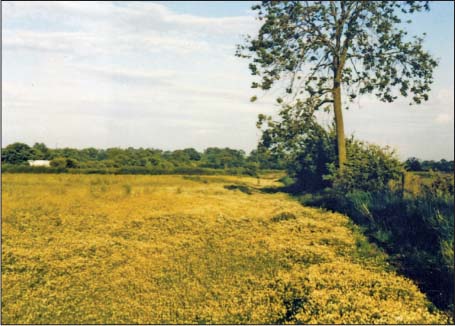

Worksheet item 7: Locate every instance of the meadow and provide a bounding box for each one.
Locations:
[2,174,453,324]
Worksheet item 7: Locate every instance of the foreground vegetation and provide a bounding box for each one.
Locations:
[2,174,452,324]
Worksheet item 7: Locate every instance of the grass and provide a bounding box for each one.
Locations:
[2,174,451,324]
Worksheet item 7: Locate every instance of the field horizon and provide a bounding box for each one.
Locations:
[2,174,451,324]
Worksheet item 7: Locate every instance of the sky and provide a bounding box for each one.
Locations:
[2,1,454,159]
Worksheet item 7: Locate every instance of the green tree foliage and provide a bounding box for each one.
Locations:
[237,1,437,166]
[404,157,422,171]
[32,143,51,160]
[325,138,404,194]
[2,143,34,164]
[257,100,336,191]
[405,157,454,173]
[2,143,283,175]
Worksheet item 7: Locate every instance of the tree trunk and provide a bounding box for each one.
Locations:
[333,81,346,169]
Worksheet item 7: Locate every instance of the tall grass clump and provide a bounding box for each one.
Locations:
[301,148,454,310]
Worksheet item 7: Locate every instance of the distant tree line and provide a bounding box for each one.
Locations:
[2,143,283,171]
[404,157,454,173]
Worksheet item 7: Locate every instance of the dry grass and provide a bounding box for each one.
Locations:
[2,174,448,324]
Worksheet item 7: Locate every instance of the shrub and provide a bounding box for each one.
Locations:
[324,138,404,194]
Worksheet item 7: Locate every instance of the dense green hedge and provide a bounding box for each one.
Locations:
[300,178,455,310]
[2,164,277,176]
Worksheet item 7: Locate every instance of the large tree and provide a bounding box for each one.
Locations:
[237,1,437,167]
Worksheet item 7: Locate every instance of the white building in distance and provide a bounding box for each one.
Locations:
[28,160,51,166]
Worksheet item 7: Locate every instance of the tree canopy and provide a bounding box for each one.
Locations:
[237,1,437,166]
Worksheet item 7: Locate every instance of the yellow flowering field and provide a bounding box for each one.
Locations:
[2,174,451,324]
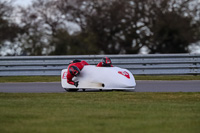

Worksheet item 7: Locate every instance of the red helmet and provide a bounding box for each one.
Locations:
[69,66,80,76]
[102,57,112,66]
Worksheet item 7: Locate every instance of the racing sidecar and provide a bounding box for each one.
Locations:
[61,65,136,91]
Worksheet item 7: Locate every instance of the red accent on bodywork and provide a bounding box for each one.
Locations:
[118,71,130,79]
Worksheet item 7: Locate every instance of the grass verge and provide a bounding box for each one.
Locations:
[0,75,200,83]
[0,92,200,133]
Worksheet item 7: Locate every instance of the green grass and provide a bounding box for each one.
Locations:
[0,75,200,83]
[0,92,200,133]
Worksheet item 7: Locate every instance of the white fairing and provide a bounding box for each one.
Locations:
[61,65,136,90]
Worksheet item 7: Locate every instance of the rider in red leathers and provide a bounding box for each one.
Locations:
[67,60,89,87]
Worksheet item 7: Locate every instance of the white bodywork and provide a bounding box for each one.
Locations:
[61,65,136,90]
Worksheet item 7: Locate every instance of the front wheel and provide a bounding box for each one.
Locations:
[64,88,78,92]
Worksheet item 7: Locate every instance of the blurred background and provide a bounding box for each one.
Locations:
[0,0,200,56]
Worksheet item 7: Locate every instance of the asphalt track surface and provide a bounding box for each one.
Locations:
[0,80,200,93]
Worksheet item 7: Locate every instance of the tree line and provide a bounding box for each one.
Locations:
[0,0,200,55]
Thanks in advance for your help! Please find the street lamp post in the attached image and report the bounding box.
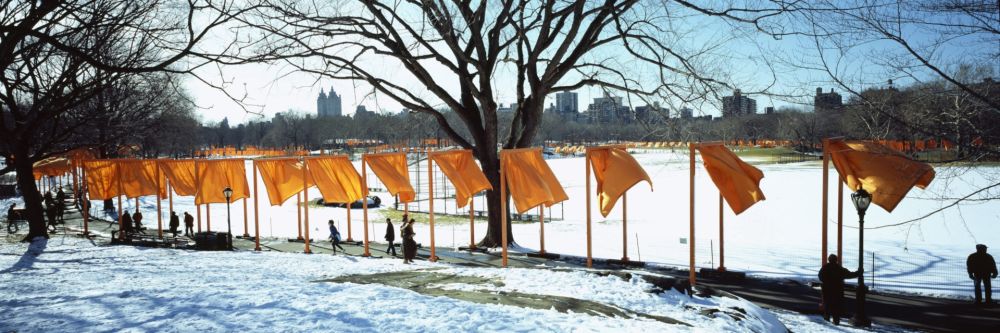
[222,186,233,250]
[851,187,872,327]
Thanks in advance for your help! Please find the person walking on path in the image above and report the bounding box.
[965,244,997,305]
[399,219,417,264]
[330,220,347,254]
[385,217,396,257]
[819,254,864,325]
[184,212,194,237]
[170,211,181,237]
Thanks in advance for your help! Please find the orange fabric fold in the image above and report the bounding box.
[430,150,493,208]
[254,158,311,206]
[306,156,364,203]
[590,147,653,217]
[118,160,167,199]
[695,144,764,215]
[160,160,198,196]
[364,153,417,202]
[83,160,120,200]
[826,140,934,212]
[194,159,250,205]
[500,148,569,213]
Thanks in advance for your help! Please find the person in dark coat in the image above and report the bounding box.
[385,217,396,257]
[330,220,347,254]
[965,244,997,305]
[184,212,194,237]
[819,254,864,325]
[399,219,417,264]
[170,211,181,237]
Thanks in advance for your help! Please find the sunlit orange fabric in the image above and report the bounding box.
[500,148,569,213]
[159,160,198,196]
[696,144,764,214]
[194,159,250,205]
[254,158,312,206]
[590,148,653,217]
[826,140,934,212]
[430,150,493,208]
[83,160,121,200]
[118,160,167,198]
[306,156,363,203]
[365,153,417,202]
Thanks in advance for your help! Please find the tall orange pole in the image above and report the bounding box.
[424,151,437,262]
[250,161,260,251]
[719,192,726,271]
[820,140,830,266]
[154,161,163,239]
[500,151,507,267]
[364,155,371,257]
[837,172,844,258]
[302,157,312,253]
[583,151,594,268]
[688,143,697,286]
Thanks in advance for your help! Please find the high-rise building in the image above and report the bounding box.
[813,88,844,113]
[722,89,757,117]
[316,87,344,117]
[556,91,580,116]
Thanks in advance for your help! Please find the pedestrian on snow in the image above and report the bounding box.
[819,254,864,325]
[330,220,347,254]
[965,244,997,305]
[399,219,417,264]
[132,207,144,232]
[385,217,396,257]
[170,211,181,237]
[184,212,194,237]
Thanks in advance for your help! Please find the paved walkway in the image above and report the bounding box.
[17,196,1000,332]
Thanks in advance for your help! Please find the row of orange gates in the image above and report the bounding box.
[35,138,934,283]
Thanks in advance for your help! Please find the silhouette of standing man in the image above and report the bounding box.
[965,244,997,305]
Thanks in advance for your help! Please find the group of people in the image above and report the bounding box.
[819,244,997,325]
[329,214,417,264]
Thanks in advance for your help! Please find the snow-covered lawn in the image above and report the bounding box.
[0,237,796,332]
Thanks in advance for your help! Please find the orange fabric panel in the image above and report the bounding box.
[590,148,653,217]
[118,160,167,199]
[695,144,765,215]
[500,148,569,213]
[254,158,311,206]
[160,160,198,196]
[194,159,250,205]
[430,150,493,208]
[306,156,364,203]
[83,160,121,200]
[827,140,934,212]
[364,153,417,202]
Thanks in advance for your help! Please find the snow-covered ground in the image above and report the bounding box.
[17,150,1000,297]
[0,236,829,332]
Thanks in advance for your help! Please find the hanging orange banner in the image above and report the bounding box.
[364,153,417,202]
[194,159,250,205]
[430,150,493,208]
[826,139,934,212]
[254,158,311,206]
[306,156,364,203]
[695,143,764,215]
[83,160,121,200]
[500,148,569,213]
[588,147,653,217]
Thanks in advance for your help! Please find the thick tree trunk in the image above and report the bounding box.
[14,145,49,242]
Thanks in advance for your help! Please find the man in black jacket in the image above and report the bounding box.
[819,254,864,325]
[965,244,997,304]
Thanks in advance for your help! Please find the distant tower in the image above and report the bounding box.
[316,87,344,117]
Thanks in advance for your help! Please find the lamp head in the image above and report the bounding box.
[851,187,872,214]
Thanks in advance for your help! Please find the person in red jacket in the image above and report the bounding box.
[965,244,997,305]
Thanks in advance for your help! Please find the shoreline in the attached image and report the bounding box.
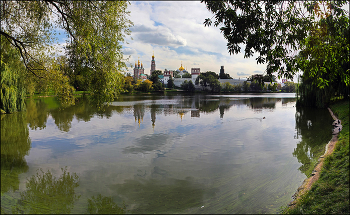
[288,107,339,208]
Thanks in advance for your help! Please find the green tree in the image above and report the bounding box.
[242,81,250,92]
[182,73,192,78]
[167,76,175,89]
[267,83,277,91]
[202,0,350,107]
[281,81,297,93]
[219,73,232,79]
[181,80,196,92]
[0,35,25,113]
[250,79,262,91]
[0,0,132,104]
[0,112,31,196]
[221,82,234,92]
[195,71,221,92]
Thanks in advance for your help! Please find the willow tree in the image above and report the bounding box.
[202,0,350,106]
[0,0,132,112]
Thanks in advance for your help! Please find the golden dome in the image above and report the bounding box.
[179,62,185,72]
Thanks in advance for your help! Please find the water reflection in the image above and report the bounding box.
[1,112,31,194]
[12,168,80,214]
[293,107,333,177]
[1,95,331,213]
[23,95,295,132]
[88,194,126,214]
[111,176,204,214]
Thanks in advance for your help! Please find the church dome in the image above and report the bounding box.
[179,63,185,72]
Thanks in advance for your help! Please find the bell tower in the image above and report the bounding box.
[150,51,156,76]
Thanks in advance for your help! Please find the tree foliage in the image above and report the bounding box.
[181,80,196,92]
[0,0,132,106]
[202,0,350,106]
[167,76,175,89]
[0,36,25,113]
[182,73,192,78]
[195,71,221,92]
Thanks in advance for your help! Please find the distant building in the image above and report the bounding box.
[164,69,174,84]
[134,60,145,80]
[149,53,156,76]
[176,62,188,78]
[191,68,201,84]
[219,66,225,77]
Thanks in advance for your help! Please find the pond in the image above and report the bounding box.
[1,93,332,214]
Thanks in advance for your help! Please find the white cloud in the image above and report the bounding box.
[124,1,266,78]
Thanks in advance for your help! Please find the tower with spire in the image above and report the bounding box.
[134,59,145,80]
[149,52,156,76]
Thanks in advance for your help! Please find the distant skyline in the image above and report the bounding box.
[55,1,349,82]
[122,1,266,78]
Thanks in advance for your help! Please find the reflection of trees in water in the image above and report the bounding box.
[87,194,126,214]
[27,95,295,132]
[123,133,176,154]
[27,98,129,132]
[26,99,48,129]
[134,104,145,124]
[12,168,80,214]
[248,97,281,109]
[293,107,332,176]
[111,178,204,213]
[1,111,31,194]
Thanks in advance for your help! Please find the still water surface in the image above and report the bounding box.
[1,94,332,213]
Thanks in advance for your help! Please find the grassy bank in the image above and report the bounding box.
[282,100,350,214]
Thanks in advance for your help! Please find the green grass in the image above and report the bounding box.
[282,100,350,214]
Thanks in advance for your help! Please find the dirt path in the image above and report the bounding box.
[288,108,338,207]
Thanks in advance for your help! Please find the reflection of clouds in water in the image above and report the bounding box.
[123,133,182,154]
[75,139,93,147]
[109,176,206,213]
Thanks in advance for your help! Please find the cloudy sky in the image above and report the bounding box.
[123,1,266,78]
[53,1,349,81]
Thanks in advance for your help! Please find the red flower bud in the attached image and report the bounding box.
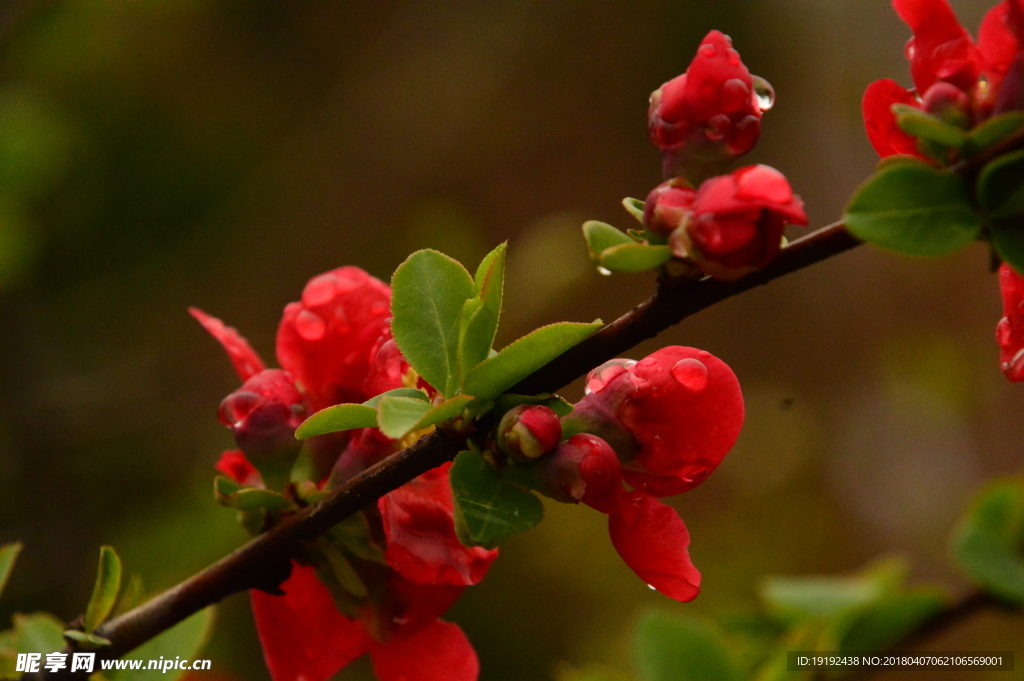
[564,345,743,497]
[377,462,498,586]
[670,165,807,281]
[643,177,696,238]
[647,31,774,182]
[498,405,562,461]
[995,263,1024,382]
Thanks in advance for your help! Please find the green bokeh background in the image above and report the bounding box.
[0,0,1024,681]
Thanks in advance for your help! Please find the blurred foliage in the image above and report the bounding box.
[0,0,1024,681]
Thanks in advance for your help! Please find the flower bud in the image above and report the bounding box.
[643,177,696,239]
[563,345,743,497]
[498,405,562,461]
[669,165,807,282]
[217,369,304,488]
[647,31,773,182]
[995,263,1024,383]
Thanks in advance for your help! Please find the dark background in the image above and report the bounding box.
[0,0,1024,681]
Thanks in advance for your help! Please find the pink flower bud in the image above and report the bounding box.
[643,177,696,239]
[647,31,771,182]
[995,263,1024,382]
[670,165,807,282]
[498,405,562,461]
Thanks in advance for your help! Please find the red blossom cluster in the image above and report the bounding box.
[862,0,1024,158]
[191,267,498,681]
[644,31,807,281]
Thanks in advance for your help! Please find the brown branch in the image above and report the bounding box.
[32,222,860,679]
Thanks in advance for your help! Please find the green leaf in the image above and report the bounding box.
[600,243,672,272]
[0,542,22,594]
[623,197,644,224]
[459,244,506,376]
[964,112,1024,156]
[295,405,377,439]
[633,612,739,681]
[230,487,292,513]
[362,388,430,409]
[978,151,1024,220]
[840,588,947,651]
[63,629,111,650]
[892,104,968,148]
[84,546,121,634]
[845,164,981,255]
[989,216,1024,272]
[391,250,476,397]
[11,612,65,654]
[952,477,1024,604]
[583,220,636,262]
[103,607,215,681]
[462,320,601,401]
[450,452,544,548]
[495,392,572,419]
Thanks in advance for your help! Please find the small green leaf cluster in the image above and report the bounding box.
[844,110,1024,271]
[0,543,214,681]
[583,198,672,273]
[560,558,947,681]
[296,244,601,439]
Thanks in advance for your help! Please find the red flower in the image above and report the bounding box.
[647,31,771,182]
[539,433,700,601]
[862,0,1024,157]
[995,263,1024,382]
[565,345,743,497]
[670,165,807,281]
[191,267,498,681]
[377,462,498,586]
[250,563,479,681]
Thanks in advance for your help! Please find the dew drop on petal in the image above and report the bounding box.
[672,357,708,392]
[302,273,338,307]
[754,76,775,112]
[295,309,327,341]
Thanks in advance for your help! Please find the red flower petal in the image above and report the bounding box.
[893,0,980,92]
[370,621,480,681]
[995,263,1024,383]
[861,78,924,159]
[249,563,371,681]
[377,462,498,586]
[608,491,700,602]
[188,307,265,381]
[618,345,743,493]
[278,267,391,412]
[213,450,261,486]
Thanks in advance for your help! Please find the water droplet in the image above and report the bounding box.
[672,357,708,392]
[722,78,751,114]
[295,309,327,341]
[302,273,337,307]
[754,76,775,112]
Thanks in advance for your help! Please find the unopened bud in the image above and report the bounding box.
[498,405,562,461]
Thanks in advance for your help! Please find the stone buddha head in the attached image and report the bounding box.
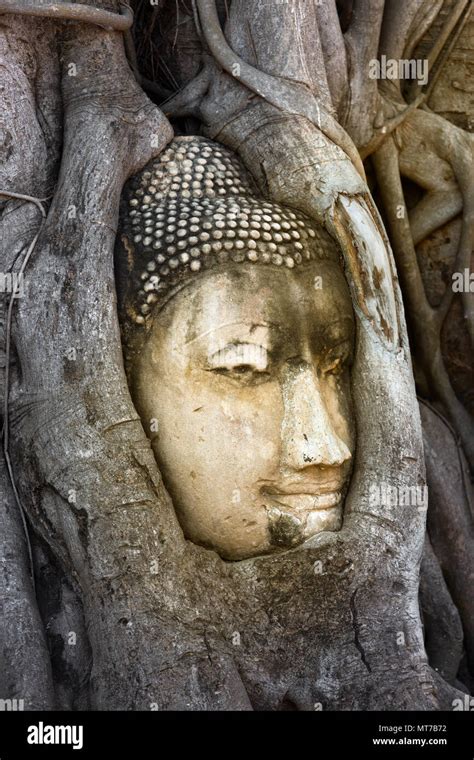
[117,137,355,560]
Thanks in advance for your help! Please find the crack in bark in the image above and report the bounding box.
[349,589,372,673]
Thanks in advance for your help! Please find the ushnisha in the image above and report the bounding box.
[118,137,338,344]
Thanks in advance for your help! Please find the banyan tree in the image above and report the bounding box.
[0,0,474,710]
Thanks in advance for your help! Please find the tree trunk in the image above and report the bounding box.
[0,0,474,710]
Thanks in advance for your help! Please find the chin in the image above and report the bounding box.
[192,504,343,562]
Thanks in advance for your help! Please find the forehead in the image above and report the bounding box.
[156,261,353,342]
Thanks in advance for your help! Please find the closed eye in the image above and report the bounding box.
[208,343,268,374]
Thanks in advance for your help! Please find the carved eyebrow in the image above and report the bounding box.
[184,319,283,346]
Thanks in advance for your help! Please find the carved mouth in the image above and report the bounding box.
[264,491,342,512]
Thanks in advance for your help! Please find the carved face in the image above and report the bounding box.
[132,261,355,560]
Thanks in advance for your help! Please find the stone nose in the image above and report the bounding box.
[281,360,352,470]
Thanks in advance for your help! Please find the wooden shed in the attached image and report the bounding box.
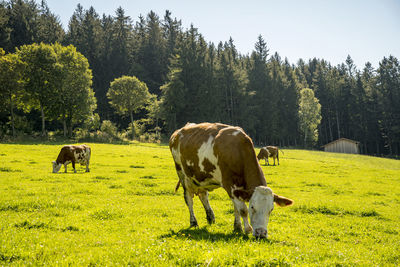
[322,138,360,154]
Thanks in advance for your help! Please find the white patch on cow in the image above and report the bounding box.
[231,184,244,198]
[52,161,62,173]
[232,196,253,234]
[197,136,222,185]
[232,130,242,136]
[249,186,274,237]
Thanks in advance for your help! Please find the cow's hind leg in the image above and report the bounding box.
[232,198,253,234]
[86,160,90,172]
[183,186,199,227]
[72,161,76,173]
[232,200,243,233]
[199,191,215,224]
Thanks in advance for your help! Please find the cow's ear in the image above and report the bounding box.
[233,189,251,201]
[274,194,293,207]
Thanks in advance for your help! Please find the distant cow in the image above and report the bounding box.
[53,145,91,173]
[169,123,293,238]
[257,146,283,166]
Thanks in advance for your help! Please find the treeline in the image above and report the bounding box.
[0,0,400,155]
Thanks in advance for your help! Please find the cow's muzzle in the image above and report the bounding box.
[253,228,268,238]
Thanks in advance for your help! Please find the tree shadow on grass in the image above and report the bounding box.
[159,227,288,244]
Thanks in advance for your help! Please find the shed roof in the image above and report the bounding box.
[322,138,360,147]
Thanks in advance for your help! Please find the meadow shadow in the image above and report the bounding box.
[159,227,279,244]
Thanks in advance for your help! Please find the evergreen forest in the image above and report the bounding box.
[0,0,400,156]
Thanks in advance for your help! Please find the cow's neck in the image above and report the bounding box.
[244,159,267,194]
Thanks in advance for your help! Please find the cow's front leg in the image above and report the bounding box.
[232,199,243,233]
[86,161,90,172]
[183,186,199,227]
[199,191,215,224]
[72,161,76,173]
[232,197,253,234]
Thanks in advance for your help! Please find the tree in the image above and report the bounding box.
[8,0,39,50]
[0,1,12,51]
[16,43,60,136]
[36,0,65,44]
[299,88,321,147]
[0,48,23,137]
[53,43,96,137]
[107,76,152,138]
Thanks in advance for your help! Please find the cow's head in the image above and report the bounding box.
[249,186,293,238]
[52,161,62,173]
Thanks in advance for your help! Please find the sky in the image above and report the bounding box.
[36,0,400,70]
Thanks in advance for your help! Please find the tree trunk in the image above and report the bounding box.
[129,111,135,140]
[336,109,340,139]
[10,95,15,138]
[327,117,333,143]
[40,103,46,136]
[63,114,67,137]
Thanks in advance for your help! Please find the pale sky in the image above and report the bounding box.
[36,0,400,69]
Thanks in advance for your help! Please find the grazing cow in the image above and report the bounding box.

-------------------------

▶ **Task requirements**: Rewrite the data between the lines holding "Worksheet item 7: Locate every instance of the shrub" and "[118,71,130,79]", inclusive, with "instance" replaced by "occurrence" and nothing else altered. Omit the pictures from your answer.

▶ **Exercise solution**:
Worksheet item 7: Locate every occurrence of the shrub and provide a bounding box for each one.
Locations:
[324,138,404,194]
Worksheet item 7: Locate every occurrence of the dense green hedge and provide a bounding box for each one.
Locations:
[300,178,455,310]
[2,164,277,176]
Worksheet item 7: Locate every occurrence of the large tree and provide a bounding box for each one.
Locations:
[237,1,437,167]
Worksheet item 7: Locate every occurrence of the white building in distance and provide a bounding box for each one.
Locations:
[28,160,51,166]
Worksheet item 7: Locate every occurrence of the tree canopy and provide a bounding box for each one.
Locations:
[237,1,437,166]
Worksheet item 7: Locate every occurrence of the yellow flowering field and provide a bounding box for each one.
Locations:
[2,174,451,324]

Worksheet item 7: Locate every occurrence of the red helmet and provide a bounding box for each one.
Locations:
[69,66,80,76]
[102,57,112,66]
Worksheet item 7: Locate every occurrence of the racing sidecar and provide a bounding box for each one.
Locations:
[61,65,136,91]
Worksheet item 7: Locate every occurrence of the red accent on bodywork and provide a bounding box for each one.
Locations:
[118,71,130,79]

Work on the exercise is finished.